→ **Task instructions**:
In the passage on pharmaceutical supply chain data, rewrite the part starting with "Gleaning useful insights" and going on through "companies and so on.", swapping "anti-counterfeiting team" for "brand protection team".

The biggest challenge in getting these insights from the mass of serialisation data generated within the industry is the sheer complexity of the global supply chain. Between the manufacturer and the patient lie many shippers, logistics providers and healthcare professionals, through the hands of which every drug must pass.

“We have a few outputs from projects in the industry that offer concrete uses of data, but multiple actors in the supply chain are responsible for drugs at different points, so the collection and maintenance of data must be looked at before we get into analysis and deriving insights from the data,” Soulsby explains.

“Right now, there is an issue with the interoperability of data, which is collected from many logistics companies and warehouse management companies,” she adds. “There are some pharma companies that have embedded track and trace systems or temperature monitoring systems, but they are struggling to connect that to the risk-based analytical information they would like to glean from that.”

“The manufacturer has responsibility to a certain point, then it passes to the wholesalers, the distributors and the logistics companies.”

10%

More than this percentage of all pharmaceuticals in the global supply chain are counterfeit.

US National Crime Prevention Council

Tracking with technology

Gleaning useful insights from data is proving difficult, though the data itself is abundant. One reason is that internal silos still exist within many pharmaceutical companies. Serialisation data may, for example, highlight a medicine that ends up in a certain country, but the data never reaches the anti-counterfeiting team or the quality group to verify whether it is a legitimate shipment, or that it has been kept within the right temperature range while in transit.

“There is also the issue of accountability,” Soulsby remarks. “The manufacturer has responsibility to a certain point, then it passes to the wholesalers, the distributors, the logistics companies and so on.

“Personally, I believe that one party should have responsibility until the drug reaches the patient,” she adds. “There is a need to take data beyond the remit of responsibility, even when legal responsibility for oversight has passed to something else. There should be no breaks in the chain where counterfeit drugs can enter, or temperature ranges can be exceeded.”

→ **Records shown**:

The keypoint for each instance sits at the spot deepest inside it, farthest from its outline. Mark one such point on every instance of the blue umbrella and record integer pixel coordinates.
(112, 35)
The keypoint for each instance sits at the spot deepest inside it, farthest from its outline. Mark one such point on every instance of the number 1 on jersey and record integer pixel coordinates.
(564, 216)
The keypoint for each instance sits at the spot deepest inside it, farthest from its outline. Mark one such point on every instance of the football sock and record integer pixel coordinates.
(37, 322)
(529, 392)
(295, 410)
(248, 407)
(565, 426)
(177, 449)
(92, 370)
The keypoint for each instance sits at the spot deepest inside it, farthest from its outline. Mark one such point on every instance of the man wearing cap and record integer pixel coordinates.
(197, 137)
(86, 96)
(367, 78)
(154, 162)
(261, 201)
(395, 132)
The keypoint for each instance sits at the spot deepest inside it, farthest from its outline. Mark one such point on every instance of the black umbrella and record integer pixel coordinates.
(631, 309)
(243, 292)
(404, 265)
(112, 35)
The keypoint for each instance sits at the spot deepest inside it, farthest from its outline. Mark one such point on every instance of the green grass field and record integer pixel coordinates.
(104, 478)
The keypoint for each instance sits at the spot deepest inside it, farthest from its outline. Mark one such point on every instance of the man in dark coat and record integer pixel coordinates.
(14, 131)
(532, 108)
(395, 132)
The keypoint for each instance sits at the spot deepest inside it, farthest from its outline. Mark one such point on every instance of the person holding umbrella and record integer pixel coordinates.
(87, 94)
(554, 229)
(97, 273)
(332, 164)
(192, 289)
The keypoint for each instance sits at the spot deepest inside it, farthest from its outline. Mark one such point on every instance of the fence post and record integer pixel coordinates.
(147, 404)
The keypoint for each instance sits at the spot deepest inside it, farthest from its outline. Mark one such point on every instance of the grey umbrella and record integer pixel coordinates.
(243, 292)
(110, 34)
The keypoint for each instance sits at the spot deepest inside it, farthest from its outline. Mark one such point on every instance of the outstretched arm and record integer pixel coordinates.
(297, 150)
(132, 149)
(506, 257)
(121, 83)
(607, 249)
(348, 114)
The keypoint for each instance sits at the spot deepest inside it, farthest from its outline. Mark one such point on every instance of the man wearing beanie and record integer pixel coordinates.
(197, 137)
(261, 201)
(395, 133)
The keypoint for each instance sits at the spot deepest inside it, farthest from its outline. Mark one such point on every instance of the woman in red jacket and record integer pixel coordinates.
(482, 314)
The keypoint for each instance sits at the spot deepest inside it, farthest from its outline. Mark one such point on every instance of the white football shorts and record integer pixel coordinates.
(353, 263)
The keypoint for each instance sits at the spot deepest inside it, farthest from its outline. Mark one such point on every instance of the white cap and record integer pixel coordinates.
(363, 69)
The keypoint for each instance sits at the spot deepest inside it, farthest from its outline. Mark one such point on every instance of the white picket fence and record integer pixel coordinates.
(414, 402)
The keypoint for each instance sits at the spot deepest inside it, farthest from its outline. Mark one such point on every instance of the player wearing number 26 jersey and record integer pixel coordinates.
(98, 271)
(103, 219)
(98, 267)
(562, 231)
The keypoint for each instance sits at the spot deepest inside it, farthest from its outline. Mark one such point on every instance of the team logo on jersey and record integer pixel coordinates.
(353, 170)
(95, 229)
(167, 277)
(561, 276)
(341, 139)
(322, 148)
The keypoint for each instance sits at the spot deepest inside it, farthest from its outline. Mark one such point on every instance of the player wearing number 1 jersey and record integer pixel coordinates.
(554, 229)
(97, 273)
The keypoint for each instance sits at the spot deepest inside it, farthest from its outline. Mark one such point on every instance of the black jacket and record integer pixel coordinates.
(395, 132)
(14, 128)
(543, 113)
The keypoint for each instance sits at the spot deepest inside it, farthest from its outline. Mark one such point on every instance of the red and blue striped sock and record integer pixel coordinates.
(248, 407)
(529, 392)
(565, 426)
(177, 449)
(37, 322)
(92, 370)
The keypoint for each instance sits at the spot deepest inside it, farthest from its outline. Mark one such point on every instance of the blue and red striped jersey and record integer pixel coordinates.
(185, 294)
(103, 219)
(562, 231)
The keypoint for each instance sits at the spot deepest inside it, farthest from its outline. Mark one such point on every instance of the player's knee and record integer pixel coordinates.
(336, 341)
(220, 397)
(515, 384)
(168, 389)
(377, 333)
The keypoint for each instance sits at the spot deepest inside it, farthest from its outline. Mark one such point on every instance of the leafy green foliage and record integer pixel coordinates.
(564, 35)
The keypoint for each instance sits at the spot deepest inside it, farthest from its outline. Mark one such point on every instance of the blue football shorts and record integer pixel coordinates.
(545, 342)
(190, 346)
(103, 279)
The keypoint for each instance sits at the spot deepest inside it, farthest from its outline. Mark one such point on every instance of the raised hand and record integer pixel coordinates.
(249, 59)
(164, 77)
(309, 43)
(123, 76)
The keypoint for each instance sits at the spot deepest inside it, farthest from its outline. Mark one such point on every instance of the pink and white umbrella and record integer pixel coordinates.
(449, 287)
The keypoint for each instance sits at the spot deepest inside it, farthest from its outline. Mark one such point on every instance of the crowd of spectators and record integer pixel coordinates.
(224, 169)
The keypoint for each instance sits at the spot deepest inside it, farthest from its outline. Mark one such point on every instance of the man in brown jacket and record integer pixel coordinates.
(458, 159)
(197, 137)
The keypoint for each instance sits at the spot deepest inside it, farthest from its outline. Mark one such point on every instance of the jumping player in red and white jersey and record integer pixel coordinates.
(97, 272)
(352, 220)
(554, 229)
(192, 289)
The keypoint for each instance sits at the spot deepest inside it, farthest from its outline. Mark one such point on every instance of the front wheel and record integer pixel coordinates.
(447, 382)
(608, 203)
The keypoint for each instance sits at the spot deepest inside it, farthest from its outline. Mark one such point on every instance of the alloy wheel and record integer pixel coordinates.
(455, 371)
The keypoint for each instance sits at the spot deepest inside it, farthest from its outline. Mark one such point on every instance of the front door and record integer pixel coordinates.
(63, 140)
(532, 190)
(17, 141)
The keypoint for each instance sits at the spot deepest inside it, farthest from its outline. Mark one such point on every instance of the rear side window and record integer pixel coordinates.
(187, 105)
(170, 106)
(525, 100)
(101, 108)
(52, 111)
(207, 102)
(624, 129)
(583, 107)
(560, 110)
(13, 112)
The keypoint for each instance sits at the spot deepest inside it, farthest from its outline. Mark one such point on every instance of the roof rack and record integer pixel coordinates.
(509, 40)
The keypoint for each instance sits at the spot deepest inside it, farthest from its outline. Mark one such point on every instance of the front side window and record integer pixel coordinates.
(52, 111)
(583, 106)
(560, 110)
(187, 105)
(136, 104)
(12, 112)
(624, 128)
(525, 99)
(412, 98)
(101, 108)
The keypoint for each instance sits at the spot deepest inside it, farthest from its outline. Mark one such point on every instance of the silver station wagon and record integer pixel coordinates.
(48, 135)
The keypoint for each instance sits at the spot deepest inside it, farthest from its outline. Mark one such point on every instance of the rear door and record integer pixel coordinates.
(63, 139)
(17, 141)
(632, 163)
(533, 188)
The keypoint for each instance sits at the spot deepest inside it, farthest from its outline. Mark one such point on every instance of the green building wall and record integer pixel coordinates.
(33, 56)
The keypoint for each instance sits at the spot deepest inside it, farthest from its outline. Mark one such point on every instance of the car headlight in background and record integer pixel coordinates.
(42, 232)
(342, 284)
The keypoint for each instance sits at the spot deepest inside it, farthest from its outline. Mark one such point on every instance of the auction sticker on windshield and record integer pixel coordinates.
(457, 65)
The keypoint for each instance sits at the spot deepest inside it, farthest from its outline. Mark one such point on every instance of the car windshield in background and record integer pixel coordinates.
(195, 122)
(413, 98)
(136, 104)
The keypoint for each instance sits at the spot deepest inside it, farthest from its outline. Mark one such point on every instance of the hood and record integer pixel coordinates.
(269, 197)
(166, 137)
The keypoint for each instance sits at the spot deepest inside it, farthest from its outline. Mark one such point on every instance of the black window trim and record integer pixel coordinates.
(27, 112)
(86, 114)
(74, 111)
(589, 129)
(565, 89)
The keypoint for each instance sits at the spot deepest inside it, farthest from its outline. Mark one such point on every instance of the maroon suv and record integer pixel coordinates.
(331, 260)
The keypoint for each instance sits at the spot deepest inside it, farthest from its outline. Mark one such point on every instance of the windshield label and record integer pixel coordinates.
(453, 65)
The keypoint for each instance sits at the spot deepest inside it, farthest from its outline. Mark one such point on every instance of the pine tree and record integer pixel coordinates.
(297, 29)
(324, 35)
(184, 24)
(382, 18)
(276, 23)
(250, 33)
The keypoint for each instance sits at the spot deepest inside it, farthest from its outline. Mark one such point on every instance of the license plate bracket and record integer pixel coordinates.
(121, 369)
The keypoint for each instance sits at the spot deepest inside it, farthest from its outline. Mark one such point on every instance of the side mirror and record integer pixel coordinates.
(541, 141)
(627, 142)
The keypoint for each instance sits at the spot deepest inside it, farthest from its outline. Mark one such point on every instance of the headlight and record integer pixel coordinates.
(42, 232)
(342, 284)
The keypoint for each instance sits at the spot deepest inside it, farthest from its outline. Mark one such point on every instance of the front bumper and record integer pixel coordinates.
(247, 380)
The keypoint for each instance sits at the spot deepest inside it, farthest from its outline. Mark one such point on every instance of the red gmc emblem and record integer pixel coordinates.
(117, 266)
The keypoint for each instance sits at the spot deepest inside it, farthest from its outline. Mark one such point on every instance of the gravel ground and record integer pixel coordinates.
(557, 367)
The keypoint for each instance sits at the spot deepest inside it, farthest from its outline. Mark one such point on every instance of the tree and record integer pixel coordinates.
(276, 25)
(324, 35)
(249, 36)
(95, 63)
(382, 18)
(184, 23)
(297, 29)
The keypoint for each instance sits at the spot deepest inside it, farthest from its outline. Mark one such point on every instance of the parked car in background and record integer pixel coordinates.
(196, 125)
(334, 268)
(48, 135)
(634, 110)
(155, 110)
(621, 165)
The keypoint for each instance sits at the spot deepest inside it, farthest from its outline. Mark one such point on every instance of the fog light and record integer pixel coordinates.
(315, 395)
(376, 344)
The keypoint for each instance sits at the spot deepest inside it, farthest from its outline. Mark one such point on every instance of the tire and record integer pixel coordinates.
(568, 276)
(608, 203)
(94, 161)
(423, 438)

→ **Output of the task**:
Gleaning useful insights from data is proving difficult, though the data itself is abundant. One reason is that internal silos still exist within many pharmaceutical companies. Serialisation data may, for example, highlight a medicine that ends up in a certain country, but the data never reaches the brand protection team or the quality group to verify whether it is a legitimate shipment, or that it has been kept within the right temperature range while in transit.

“There is also the issue of accountability,” Soulsby remarks. “The manufacturer has responsibility to a certain point, then it passes to the wholesalers, the distributors, the logistics companies and so on.